| Schriftliche Aufgaben |
a: Prüfe, ob die folgenden Aussagen mit dem Ausgangstext übereinstimmen, und antworte jeweils mit Ja oder Nein samt den entscheidenden Worten des Textes im genauen Wortlaut: (i) Die De-Identifizierung verläuft normalerweise graduell. (ii) Der Satz „Ich bin die Seele“ genügt, um sich vom Körper zu de-identifizieren. (iii) Der Sitz des Egos liegt am Hinterkopf.
b: Als was bezeichnet der Ausgangstext den energetischen Körper?
c: Zitiere aus dem Ausgangstext die Stelle, beginnend mit „Normalerweise ist die“ und weiter bis „ein Bewusstseinsinhalt ist.“.

| Ausgangstext |

========================

Wo hört der Mensch auf und wo fängt die Seele an?

Es ist Unsinn, wenn jemand sagt: „Ich bin kein Mensch, ich bin die Seele“ – und dann denkt, dass damit alles erledigt ist – denn damit tauscht er lediglich die Begriffe „Mensch“ und „Körper“ durch „Seele“ aus. Man kann sich nicht de-identifizieren, nur weil man so etwas zu sich sagt, denn die Vorstellung, „der Körper zu sein„, sitzt so tief, dass sie nur dann verschwindet, wenn eine radikale Verschiebung des Aufenthaltsortes im Bewusstsein nach hinten stattgefunden hat. Das bewirkt, dass man sich nicht mehr am Sitz des Egos (Stirn) erlebt und sich dadurch auch nicht mehr (so leicht) damit identifizieren kann. Wenn man sich dann noch als der Hintergrund der Bewusstseinsinhalte erlebt und das dauerhaft beibehalten kann, dann hat die Vorstellung, ein Mensch zu sein, sich erledigt.

Normalerweise ist die De-Identifizierung ein gradueller Prozess – es gibt aber auch Fälle, in denen eine radikale Verschiebung in den energetischen Körper stattfindet, so dass die Nichtidentität mit dem Körper unmittelbar und schockhaft erlebt wird und es keine Möglichkeit mehr gibt, in die Identifizierung mit dem Körper zurück zu fallen. Allerdings hat das nichts mit der De-Identifikation vom Ego zu tun, denn das wird auch im energetischen Körper erlebt – da dieser auch nur ein Bewusstseinsinhalt ist.

========================

Datenzeilen dazu, wo Objekte erscheinen:
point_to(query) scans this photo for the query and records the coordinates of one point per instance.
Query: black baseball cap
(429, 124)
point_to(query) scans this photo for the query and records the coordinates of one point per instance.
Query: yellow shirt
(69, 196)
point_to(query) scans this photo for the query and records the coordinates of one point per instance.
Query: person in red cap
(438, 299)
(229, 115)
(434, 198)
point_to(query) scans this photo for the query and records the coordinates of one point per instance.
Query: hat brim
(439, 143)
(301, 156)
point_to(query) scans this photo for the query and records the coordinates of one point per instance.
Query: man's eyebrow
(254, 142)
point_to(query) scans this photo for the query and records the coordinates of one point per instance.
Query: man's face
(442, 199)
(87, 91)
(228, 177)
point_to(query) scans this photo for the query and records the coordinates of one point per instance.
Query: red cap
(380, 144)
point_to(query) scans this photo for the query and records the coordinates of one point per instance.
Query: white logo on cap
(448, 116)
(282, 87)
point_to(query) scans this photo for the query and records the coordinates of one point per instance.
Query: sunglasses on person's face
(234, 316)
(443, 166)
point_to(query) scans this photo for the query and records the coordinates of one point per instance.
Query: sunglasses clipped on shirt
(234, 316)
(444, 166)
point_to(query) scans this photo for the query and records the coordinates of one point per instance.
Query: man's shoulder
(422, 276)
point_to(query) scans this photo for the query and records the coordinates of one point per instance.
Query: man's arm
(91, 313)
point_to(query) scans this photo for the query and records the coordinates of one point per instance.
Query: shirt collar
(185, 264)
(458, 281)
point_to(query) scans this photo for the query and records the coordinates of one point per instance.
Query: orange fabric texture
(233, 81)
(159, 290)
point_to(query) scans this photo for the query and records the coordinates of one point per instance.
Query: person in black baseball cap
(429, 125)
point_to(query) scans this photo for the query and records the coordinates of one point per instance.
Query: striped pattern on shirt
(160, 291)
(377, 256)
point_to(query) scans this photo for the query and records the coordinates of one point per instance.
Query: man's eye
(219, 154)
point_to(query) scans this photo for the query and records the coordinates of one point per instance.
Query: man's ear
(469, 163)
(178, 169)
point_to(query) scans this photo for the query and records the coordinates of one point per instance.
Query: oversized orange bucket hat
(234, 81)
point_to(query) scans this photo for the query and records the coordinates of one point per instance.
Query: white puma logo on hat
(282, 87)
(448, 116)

========================

| Antworten je Aufgabe |
a:
(i) Ja: „Normalerweise ist die De-Identifizierung ein gradueller Prozess“.
(ii) Nein: „Man kann sich nicht de-identifizieren, nur weil man so etwas zu sich sagt“.
(iii) Nein: „am Sitz des Egos (Stirn)“.

b: Als einen Bewusstseinsinhalt.

c:
Normalerweise ist die De-Identifizierung ein gradueller Prozess – es gibt aber auch Fälle, in denen eine radikale Verschiebung in den energetischen Körper stattfindet, so dass die Nichtidentität mit dem Körper unmittelbar und schockhaft erlebt wird und es keine Möglichkeit mehr gibt, in die Identifizierung mit dem Körper zurück zu fallen. Allerdings hat das nichts mit der De-Identifikation vom Ego zu tun, denn das wird auch im energetischen Körper erlebt – da dieser auch nur ein Bewusstseinsinhalt ist.